Last year, Five Ten's achingly hip temple to home cooked fare basking in Taiwanese pedigree, set the pace for Singapore's new restaurants. Even after its reincarnation as The Salted Plum along the uproarious Circular road, it's still in a league of its own.
It may carry over a huge bulk of its menu, but with less than a year under its former belt, The Salted Plum's nosh is still a breathe of fresh air. While it'd be fun to report that the expanded menu with its new trinkets and fancier $25 Slipper lobster additions stand out in the casual diner. The truth is that the staples of Braised Pork Belly ($10) and Fried Chicken with Nori Mayonnaise ($10) are really what stay with you. The moment the Shiny Rice (50cents) - Japanese pearl rice drizzled with lard and garlic oil makes an appearance, it's a no holds barred situation when claiming property over the flurry of delicious things that were swiftly laid out over our wooden tables becomes your top priority. And, with a first bite into the glorified golden nugget of chicken, that attempted to scorch my tongue with its devious juices - animal instincts take over. I wanted all of it.
::::
**Written request:** Extend the review of The Salted Plum past its final sentence with one more paragraph in the same voice.

**Information given:**
::::
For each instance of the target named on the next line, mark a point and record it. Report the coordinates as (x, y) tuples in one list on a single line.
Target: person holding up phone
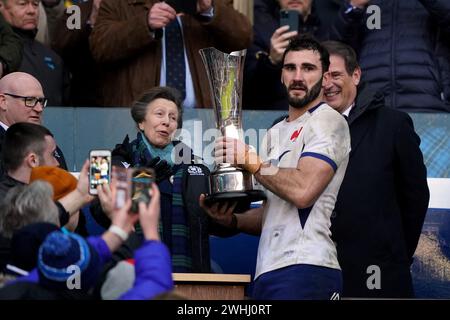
[(144, 44), (262, 86)]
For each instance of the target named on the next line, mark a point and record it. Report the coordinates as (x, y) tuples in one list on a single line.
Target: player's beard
[(310, 95)]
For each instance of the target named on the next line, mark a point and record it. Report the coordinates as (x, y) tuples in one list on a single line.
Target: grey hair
[(24, 205)]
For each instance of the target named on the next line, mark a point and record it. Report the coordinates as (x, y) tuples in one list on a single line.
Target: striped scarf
[(173, 225)]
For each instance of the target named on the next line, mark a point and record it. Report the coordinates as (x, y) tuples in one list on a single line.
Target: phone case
[(99, 169), (289, 18)]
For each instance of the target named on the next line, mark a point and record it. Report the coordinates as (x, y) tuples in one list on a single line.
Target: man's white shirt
[(291, 236)]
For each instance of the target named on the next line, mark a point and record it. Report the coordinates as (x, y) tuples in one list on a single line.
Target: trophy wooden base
[(243, 198)]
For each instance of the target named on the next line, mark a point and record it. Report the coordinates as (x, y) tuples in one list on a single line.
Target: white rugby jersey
[(302, 236)]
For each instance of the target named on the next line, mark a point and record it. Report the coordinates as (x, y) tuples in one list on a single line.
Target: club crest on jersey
[(295, 134)]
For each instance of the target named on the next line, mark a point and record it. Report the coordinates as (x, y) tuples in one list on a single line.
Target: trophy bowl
[(227, 182)]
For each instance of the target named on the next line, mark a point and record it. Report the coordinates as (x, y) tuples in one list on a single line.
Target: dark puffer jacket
[(409, 57), (262, 86)]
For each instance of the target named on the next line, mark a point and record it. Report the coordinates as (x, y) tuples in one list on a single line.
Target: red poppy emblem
[(296, 134)]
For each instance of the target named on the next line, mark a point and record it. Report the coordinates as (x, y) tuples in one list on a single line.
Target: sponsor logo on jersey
[(295, 134)]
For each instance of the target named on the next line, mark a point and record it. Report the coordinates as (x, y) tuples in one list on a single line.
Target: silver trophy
[(225, 72)]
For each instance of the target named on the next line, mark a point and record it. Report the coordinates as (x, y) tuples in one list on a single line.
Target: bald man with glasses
[(22, 100)]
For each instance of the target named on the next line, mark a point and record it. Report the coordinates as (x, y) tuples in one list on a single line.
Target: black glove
[(163, 170)]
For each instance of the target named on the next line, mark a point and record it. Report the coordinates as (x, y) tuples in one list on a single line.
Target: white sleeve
[(327, 137)]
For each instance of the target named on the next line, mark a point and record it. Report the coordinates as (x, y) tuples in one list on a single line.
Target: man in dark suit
[(22, 100), (383, 199)]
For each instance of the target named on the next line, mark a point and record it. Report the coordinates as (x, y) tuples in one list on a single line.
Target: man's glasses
[(30, 102)]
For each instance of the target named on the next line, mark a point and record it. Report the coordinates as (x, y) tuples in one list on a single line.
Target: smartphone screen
[(99, 169), (121, 176), (289, 18), (185, 6), (141, 182)]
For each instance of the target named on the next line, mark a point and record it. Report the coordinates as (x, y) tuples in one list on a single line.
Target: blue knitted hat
[(58, 253)]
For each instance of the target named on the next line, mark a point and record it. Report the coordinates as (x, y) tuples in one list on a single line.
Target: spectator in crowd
[(26, 145), (25, 244), (11, 49), (67, 206), (73, 46), (22, 100), (22, 206), (27, 204), (63, 183), (50, 11), (383, 199), (305, 157), (403, 50), (145, 44), (262, 86), (62, 250), (185, 226), (38, 60)]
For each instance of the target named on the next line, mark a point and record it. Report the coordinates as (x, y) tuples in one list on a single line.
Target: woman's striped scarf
[(173, 226)]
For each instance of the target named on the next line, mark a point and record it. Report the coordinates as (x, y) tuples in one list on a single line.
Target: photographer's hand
[(279, 43)]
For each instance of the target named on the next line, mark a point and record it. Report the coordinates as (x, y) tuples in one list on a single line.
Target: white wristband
[(122, 234)]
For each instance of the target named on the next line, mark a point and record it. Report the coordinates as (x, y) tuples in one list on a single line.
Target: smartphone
[(99, 169), (185, 6), (289, 18), (141, 182), (122, 178)]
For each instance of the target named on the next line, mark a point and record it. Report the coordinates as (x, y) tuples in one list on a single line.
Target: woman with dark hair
[(184, 226)]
::::
**Answer to this task:**
For the record, The Salted Plum occupies a space that is tons smaller than its original sprawling grounds, hence long queues and gatherings of random beatniks just outside your dining situation is bound to happen. The interior takes on a more laid-back vibe as compared to its moody, chic ancestor - more befitting of a casual Taiwanese diner, if you ask me. And similar to the fast-paced dining culture one would associate with Taiwan's eponymous 小吃店, tables are spaced just enough for your skinny girlfriend to slide on through and the tiny room is lit with resounding echos and boisterous conversations overheard from the table across the room.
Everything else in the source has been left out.